"Is it possible for a person to drive an automobile and remain a human being?"
"Do gasoline and courtesy mix?"
"Can you tell me why Ottis Throckmorton Whoozies, secretary of the Golden Rule Society, will smile sweetly, lift his hat and say graciously, 'I beg your pardon. I'm really awfully sorry. Please excuse me,' when he accidentally steps on a strange woman's foot in a theater lobby, yet will lean out and make faces at his own grandmother if she fails to slow up her flivver and allow him to 'cut in' on a congested highway?"
"There's something about a windshield that distorts a man's outlook on life."
Click here to read about Lincoln, the joke teller.
John Walter Edward Douglas-Scott-Montagu, 2nd Baron Montagu of Beaulieu (1866 - 1929), Member of Parliament, publisher of The Car and all-around advocate for the internal combustion engine gave an address in which he extolled the virtues of the automobile in societal evolution. Some of the virtues are just plain quaint while others touch upon elements of Edwardian life we would never consider. Lord Montagu innocently believed that motorists would play a part as unofficial ambassadors; traveling abroad, joyfully chatting with one and all and thereby decreasing the chances of a European war.

Job a: Reproduce the portion of the passage about motoring that runs between "John Walter Edward" and "a European war.", inclusive.
The text and the records were taken from separate, unrelated sources.

Records for the task:
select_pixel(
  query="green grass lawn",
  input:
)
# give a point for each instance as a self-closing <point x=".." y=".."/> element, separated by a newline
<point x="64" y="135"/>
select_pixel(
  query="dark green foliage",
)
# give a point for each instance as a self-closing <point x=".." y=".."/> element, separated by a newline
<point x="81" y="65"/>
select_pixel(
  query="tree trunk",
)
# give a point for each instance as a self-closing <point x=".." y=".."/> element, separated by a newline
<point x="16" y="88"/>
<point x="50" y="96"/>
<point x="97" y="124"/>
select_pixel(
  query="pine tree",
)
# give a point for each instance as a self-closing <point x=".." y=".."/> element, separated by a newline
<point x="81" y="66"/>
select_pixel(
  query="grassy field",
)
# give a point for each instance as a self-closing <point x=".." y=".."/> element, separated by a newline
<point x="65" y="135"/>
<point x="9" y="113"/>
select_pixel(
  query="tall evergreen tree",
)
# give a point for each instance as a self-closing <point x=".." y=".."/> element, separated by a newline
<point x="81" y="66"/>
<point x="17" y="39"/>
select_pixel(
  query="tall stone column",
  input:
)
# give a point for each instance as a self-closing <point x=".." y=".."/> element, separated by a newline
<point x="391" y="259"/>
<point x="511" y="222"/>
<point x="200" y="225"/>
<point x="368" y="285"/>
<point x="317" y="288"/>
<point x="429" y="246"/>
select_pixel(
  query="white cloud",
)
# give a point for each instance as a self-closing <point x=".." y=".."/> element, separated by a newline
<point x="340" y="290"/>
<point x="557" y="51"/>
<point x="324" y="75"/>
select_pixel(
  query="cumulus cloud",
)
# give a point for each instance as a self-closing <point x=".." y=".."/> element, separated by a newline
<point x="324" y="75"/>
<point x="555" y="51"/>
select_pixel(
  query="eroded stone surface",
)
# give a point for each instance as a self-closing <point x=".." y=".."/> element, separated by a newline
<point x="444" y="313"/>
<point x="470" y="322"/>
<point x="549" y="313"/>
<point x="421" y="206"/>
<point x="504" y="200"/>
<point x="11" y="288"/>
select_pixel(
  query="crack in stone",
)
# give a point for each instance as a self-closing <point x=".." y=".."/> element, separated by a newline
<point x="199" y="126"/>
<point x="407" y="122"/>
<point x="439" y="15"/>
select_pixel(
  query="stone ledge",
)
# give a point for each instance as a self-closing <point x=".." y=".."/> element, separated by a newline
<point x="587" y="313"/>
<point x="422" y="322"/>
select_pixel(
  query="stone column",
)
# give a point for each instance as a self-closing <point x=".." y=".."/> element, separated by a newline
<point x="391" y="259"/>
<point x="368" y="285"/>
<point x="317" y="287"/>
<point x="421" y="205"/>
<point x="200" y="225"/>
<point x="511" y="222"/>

Job b: Identify every line in the records that contains the string "cloud" and copy each of those lines. Case counts when matching.

Response a:
John Walter Edward Douglas-Scott-Montagu, 2nd Baron Montagu of Beaulieu (1866 - 1929), Member of Parliament, publisher of The Car and all-around advocate for the internal combustion engine gave an address in which he extolled the virtues of the automobile in societal evolution. Some of the virtues are just plain quaint while others touch upon elements of Edwardian life we would never consider. Lord Montagu innocently believed that motorists would play a part as unofficial ambassadors; traveling abroad, joyfully chatting with one and all and thereby decreasing the chances of a European war.

Response b:
  query="white cloud",
  query="cumulus cloud",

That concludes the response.